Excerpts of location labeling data

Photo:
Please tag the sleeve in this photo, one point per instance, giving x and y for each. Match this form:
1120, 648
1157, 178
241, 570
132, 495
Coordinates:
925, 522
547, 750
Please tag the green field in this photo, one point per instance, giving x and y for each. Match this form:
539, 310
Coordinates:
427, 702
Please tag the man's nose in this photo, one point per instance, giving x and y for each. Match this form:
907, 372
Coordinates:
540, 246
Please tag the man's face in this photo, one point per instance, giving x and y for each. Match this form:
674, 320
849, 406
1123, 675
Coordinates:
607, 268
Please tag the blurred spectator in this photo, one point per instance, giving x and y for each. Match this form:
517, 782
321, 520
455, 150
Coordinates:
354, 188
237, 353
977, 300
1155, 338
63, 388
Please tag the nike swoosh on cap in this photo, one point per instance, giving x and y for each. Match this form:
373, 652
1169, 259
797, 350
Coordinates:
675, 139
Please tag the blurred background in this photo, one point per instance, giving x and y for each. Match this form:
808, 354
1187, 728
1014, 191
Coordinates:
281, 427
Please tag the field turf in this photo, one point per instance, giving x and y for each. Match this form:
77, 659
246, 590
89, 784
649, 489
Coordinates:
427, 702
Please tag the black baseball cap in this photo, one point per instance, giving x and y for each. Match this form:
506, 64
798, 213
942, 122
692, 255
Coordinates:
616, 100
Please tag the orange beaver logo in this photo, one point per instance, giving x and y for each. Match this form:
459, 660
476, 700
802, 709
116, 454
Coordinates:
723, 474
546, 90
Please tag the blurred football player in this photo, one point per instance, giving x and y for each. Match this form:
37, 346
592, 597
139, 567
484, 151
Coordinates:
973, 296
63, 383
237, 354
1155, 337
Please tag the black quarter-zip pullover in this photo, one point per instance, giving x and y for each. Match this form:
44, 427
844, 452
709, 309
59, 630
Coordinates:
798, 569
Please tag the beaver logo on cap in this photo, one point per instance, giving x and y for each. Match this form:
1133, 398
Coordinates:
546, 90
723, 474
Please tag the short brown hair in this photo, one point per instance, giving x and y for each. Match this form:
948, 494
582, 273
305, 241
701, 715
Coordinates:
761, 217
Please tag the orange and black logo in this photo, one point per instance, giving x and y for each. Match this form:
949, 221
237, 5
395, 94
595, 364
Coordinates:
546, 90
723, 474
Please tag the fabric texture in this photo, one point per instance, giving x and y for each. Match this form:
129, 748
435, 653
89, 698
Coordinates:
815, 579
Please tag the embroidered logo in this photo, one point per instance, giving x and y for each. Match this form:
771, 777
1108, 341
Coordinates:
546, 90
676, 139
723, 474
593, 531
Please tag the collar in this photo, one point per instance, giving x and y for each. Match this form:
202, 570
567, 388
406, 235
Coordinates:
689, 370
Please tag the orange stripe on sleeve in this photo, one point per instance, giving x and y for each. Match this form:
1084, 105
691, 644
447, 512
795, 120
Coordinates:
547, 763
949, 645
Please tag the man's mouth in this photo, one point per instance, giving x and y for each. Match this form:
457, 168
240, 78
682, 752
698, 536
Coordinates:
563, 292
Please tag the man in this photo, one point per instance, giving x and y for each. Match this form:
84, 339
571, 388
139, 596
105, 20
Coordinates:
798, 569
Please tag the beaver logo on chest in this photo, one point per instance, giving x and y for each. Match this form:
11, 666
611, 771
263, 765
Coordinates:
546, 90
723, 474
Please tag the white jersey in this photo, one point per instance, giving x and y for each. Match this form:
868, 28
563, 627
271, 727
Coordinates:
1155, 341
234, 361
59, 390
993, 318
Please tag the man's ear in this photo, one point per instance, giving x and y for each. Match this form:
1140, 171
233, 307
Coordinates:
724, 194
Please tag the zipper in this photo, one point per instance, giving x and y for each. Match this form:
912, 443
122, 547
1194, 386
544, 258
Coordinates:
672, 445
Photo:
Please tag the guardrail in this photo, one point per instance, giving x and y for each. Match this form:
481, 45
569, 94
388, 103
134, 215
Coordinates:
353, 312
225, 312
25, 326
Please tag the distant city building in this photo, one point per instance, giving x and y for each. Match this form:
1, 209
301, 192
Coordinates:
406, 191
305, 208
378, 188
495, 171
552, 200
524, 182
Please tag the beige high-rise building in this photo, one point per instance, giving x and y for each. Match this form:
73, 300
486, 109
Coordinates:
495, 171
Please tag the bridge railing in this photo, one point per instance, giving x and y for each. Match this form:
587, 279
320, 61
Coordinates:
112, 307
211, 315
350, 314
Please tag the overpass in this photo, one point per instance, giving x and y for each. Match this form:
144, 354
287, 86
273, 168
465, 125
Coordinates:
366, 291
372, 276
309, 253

AIM OF THE EXERCISE> Copy each line exactly, from the line containing "Please tag the distant" down to the last line of the material, and no other lines.

SOLUTION TO THIS TASK>
Please tag the distant city building in this photo, one point per instance, giving x and y for each. Match this form:
1, 209
301, 192
Coordinates:
406, 191
305, 208
378, 188
495, 171
552, 200
524, 182
Please tag the beige high-rise building in this photo, one point per instance, giving x and y for each. Match this form:
73, 300
486, 109
Coordinates:
495, 171
Please tag the bridge railing in this photo, one point per instance, giving x and y for each. Match this form:
587, 279
320, 61
Coordinates:
112, 307
211, 315
350, 314
Please tag the overpass in this photo, one point per instance, giving x and y for each. Match this form:
144, 354
287, 86
273, 168
465, 125
Coordinates:
366, 291
372, 276
309, 253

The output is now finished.